Exercise a
According to the excerpt, what route did one commenter walk when still living in town?

Excerpt
++++++++++

I can't help it, I kind of like "air the dog".

I don't mind "air the dog" either. If you "air the dogs," is that doing it barefoot? My problem is with the sheer vacuity of the proposition--many many many Seattleites walk much more than that, duh. Check out Olive Way or any Avenue in Belltown on a weekday commute, or Seward Park or Discovery Park or Alki on a Sunday afternoon. The number of people "power-walking around Green Lake" is simply unknowable, but there sure as shootin' are lots of people walking there who are not "power walking." Why is this sort of broad-brush garbage tolerated in travel writing? At least he didn't use the loathsome first-person plural variant: "We Seattleites like our lattes smooth and our tires knobby." That's the way the Brewster-era Seattle Weekly often wrote. And that new Metropolitan Magazine thing. Speak for yourself, is my response.

Fixo, they're not power-walking, they're powering. Mmm.

Isn't "airing the dog" a way of saying "taking your shoes off to let them dry out?"

Personally, every time I hear that I think of dog tossing, kind of like Aussie rules dwarf tossing.

Look, most of those dogs are so small they can't help but be tripped over, so maybe someone kind will just juggle them so they don't get injured ...

He never met me. When I was still in town I'd walk up and over Queen Anne Hill - that's from Fremont to Lower Queen Anne - and back. When my daughter was born I'd take her in the stroller over that route. She usually fell asleep.

Then again, I'm wasn't a native.

OK Annie. Got me good. Where did I get "power-walk" from "power"? But my point, my point still stands, no?

Maybe the author only saw or spoke with people who read Seattle magazine. Because they seem like 3 block walkers who air their dogs.

When I was a baby my Mother lived in Madison valley (back when it was the ghetto) and she would put me in the stroller and walk all the up Madison and all the way downtown and back.

Strangely enough I now live in Madison Valley years later and I walk up the hills and wander for blocks on end.
But I don't know how one goes about airing out a dog.

++++++++++

Exercise b
Filter the records below to the lines that contain the string "pole", treating uppercase and lowercase as different.

Items from a data source

++++++++++

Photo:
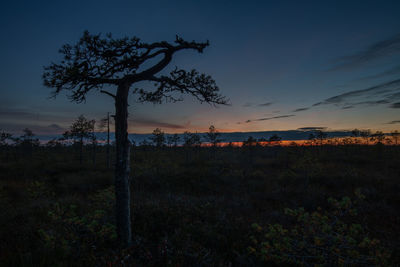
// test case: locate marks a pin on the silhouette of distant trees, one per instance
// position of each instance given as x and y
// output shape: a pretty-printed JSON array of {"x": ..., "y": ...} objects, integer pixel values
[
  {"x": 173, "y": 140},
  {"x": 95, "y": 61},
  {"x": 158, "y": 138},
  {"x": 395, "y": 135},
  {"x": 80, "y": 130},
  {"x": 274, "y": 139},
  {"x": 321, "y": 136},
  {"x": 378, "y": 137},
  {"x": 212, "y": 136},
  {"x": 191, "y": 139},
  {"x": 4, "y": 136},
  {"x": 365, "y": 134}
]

++++++++++

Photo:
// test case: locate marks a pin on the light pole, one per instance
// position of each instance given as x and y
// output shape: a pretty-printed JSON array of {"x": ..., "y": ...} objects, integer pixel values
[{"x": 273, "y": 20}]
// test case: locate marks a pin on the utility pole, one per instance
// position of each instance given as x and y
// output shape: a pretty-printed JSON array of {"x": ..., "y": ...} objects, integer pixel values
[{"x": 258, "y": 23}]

++++++++++

Complete response a
Up and over Queen Anne Hill, from Fremont to Lower Queen Anne, and back.

Complete response b
// test case: locate marks a pin on the light pole, one per instance
// test case: locate marks a pin on the utility pole, one per instance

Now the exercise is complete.